== THE RECORDS

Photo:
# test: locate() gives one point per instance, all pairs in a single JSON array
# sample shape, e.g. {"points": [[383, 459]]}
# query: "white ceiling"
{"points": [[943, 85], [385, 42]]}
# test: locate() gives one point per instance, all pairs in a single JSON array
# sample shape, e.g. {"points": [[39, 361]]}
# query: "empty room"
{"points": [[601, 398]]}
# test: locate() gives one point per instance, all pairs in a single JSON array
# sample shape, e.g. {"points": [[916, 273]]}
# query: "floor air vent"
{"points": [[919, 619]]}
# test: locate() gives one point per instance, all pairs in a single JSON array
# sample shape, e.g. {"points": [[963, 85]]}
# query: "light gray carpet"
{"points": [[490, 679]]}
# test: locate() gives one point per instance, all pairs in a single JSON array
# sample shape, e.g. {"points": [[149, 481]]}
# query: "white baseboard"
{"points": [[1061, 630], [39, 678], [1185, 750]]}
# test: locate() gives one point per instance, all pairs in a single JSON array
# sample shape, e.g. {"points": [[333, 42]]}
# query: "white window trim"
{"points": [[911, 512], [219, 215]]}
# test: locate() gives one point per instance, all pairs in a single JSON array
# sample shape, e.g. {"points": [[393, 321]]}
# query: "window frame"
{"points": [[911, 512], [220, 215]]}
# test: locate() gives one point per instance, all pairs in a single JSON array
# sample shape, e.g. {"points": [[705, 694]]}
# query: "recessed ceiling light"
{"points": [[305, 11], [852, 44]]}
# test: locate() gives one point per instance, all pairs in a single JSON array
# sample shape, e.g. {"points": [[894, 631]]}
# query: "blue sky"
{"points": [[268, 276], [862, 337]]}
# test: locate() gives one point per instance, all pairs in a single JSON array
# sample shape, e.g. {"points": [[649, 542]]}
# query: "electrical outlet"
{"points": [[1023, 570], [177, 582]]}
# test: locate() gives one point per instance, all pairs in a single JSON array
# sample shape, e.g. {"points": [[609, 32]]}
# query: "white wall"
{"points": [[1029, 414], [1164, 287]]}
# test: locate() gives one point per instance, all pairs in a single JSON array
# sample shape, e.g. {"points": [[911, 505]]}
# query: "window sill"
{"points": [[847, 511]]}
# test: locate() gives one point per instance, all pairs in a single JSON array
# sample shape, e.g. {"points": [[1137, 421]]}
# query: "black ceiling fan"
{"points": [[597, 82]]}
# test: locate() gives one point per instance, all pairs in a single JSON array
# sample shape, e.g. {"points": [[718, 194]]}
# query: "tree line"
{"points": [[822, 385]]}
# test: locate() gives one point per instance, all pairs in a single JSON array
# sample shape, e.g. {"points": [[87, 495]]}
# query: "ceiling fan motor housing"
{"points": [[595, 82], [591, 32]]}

====
== THE RECORDS

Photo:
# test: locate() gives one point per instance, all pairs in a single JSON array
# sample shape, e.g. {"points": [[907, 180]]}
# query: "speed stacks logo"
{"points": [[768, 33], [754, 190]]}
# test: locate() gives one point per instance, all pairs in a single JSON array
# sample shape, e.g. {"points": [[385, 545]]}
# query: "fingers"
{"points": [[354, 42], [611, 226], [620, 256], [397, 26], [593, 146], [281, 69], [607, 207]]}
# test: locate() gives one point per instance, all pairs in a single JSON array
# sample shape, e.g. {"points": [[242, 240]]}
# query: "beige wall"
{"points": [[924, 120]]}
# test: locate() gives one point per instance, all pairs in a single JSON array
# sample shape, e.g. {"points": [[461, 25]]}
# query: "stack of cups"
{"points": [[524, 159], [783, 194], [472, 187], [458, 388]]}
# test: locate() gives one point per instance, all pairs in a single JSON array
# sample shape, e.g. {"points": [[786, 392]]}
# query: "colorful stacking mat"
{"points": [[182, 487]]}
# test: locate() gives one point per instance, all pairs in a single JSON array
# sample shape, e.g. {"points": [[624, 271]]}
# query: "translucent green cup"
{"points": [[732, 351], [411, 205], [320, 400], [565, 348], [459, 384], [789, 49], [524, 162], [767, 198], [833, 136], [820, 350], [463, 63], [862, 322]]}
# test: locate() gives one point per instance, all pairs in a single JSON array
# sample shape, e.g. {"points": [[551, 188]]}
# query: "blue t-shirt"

====

» **WHAT YOU SHOULD DO**:
Copy out each line above that contains the string "light".

» **THE COMPLETED TASK**:
# query: "light gray carpet"
# query: "recessed ceiling light"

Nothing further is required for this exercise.